What you need to do: Retype every line of the records exactly.

[Data supplied — start]

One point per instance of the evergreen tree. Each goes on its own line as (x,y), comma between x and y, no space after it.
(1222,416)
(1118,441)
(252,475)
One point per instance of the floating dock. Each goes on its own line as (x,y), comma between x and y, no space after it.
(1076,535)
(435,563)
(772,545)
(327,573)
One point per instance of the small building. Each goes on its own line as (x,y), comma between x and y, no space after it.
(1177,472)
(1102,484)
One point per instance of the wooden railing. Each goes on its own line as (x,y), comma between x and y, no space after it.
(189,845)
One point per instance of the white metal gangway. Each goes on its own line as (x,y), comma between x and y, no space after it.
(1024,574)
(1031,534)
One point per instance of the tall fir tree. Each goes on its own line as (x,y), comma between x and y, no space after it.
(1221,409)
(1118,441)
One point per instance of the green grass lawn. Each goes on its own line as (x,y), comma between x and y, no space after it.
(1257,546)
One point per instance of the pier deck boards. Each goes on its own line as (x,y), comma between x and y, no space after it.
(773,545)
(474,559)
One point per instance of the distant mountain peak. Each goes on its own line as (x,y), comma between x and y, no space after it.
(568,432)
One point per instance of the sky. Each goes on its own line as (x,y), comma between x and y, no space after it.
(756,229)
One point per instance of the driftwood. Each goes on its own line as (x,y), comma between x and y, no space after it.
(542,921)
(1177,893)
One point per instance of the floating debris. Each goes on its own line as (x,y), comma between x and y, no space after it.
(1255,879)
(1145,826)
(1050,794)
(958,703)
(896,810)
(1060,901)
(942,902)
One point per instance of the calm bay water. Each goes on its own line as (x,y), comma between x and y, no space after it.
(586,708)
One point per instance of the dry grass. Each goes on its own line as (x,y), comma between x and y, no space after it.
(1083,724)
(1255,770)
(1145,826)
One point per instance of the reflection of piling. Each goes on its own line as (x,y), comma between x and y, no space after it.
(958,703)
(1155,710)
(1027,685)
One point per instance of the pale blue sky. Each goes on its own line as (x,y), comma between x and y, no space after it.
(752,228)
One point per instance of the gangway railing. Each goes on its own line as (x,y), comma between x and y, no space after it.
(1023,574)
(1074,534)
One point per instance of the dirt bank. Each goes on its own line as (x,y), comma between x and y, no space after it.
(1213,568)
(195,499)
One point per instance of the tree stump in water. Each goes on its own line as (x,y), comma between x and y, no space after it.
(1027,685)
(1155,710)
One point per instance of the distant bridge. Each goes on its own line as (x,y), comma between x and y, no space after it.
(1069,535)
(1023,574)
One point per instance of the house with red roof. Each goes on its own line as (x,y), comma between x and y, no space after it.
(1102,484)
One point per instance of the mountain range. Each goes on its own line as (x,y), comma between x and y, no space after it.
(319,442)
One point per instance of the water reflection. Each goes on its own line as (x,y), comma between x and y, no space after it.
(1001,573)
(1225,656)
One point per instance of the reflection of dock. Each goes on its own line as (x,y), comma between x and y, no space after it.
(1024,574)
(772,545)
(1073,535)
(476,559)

[Data supplied — finish]

Written response:
One point per instance of the evergreen tree. Each goes on its own line as (x,y), comma between x and y, no space after it.
(1222,416)
(1118,441)
(252,475)
One point per instance of the floating dock. Each goes on its own line as (x,y), comma between x and y, no space after it.
(1076,535)
(435,563)
(772,545)
(327,573)
One point per instance of the small building. Each goes on its own line as (x,y), comma between x and y, no space after it.
(1177,472)
(1102,484)
One point per instance of the wooden railing. Each goes on its own line as (x,y), comma between x and y, no space after it.
(189,845)
One point per instance of the white metal gangway. Each goes on its own line as (x,y), comma between x and y, no space after it.
(1024,574)
(1031,534)
One point per instance of the tall fir tree. Each goes on its own line as (x,y), comma between x and y, no space after it.
(1221,409)
(1118,441)
One point per instance of the green grass lawn. Each goes on its own line as (x,y), comma between x and y, no space after it.
(1257,546)
One point per instance of the pier deck boards. Each goes on its own line as (x,y), comma between x and y, no space after it.
(773,545)
(474,559)
One point per instance of the distant mountain peak. Each goes on its own line as (x,y), comma between x and y, no space after it.
(568,432)
One point per instance of the sky. Each goes on its own line as (x,y), comma between x and y, no space after it.
(756,229)
One point per instance of the driftwood. Each goes on its own line as (x,y), comma between x and y, no space after it.
(542,921)
(1177,893)
One point per instance of the floating debris. Each goes on its own line as (x,y), comma between x and y, no space after it.
(1255,879)
(1145,826)
(1050,794)
(958,703)
(896,810)
(1060,901)
(942,902)
One point per instance of the calm bay water. Each goes on its own line as (x,y), comma between x and y, no space after it.
(586,708)
One point per instance of the dry grass. Each goes on its own line as (x,y), comma between x and y, no space after it.
(1083,724)
(1255,770)
(1145,826)
One point per instance of the reflection of piling. Each goes on its own line as (x,y), comma between x and y, no space after it.
(958,703)
(1155,710)
(1027,685)
One point per instance of the pale blue sky. Each goes on its own line as (x,y), comma between x and y, no space after it.
(752,228)
One point per instance of the gangway railing. Each goes on its own line as (x,y), comma between x and y, no space after it.
(1023,574)
(1074,534)
One point per instance of the dirt bank. Each goes on its own line as (x,y), comma between x and y, no space after it.
(1213,568)
(195,499)
One point per instance of the tree stump in water. Each goes on its own line as (x,y), comma between x and y, no space after it.
(1027,685)
(1155,710)
One point per instance of the distant bridge. Each goes on its own line as (x,y), comma between x and y, no space after it.
(1069,535)
(1023,574)
One point per instance of the house with red roof. Each goes on its own line as (x,y), comma between x and y, no space after it.
(1102,484)
One point per instance of the mountain range. Each goes on its own line as (x,y), comma between x and y, no space after it.
(319,442)
One point per instance of the water reflection. Each goes on its own line as (x,y), comma between x and y, no space after it.
(1001,573)
(1225,656)
One point per instance of the reflection of dock. Each goes on its own line as (x,y), comma between x and y, no space after it.
(1024,574)
(772,545)
(1073,535)
(476,559)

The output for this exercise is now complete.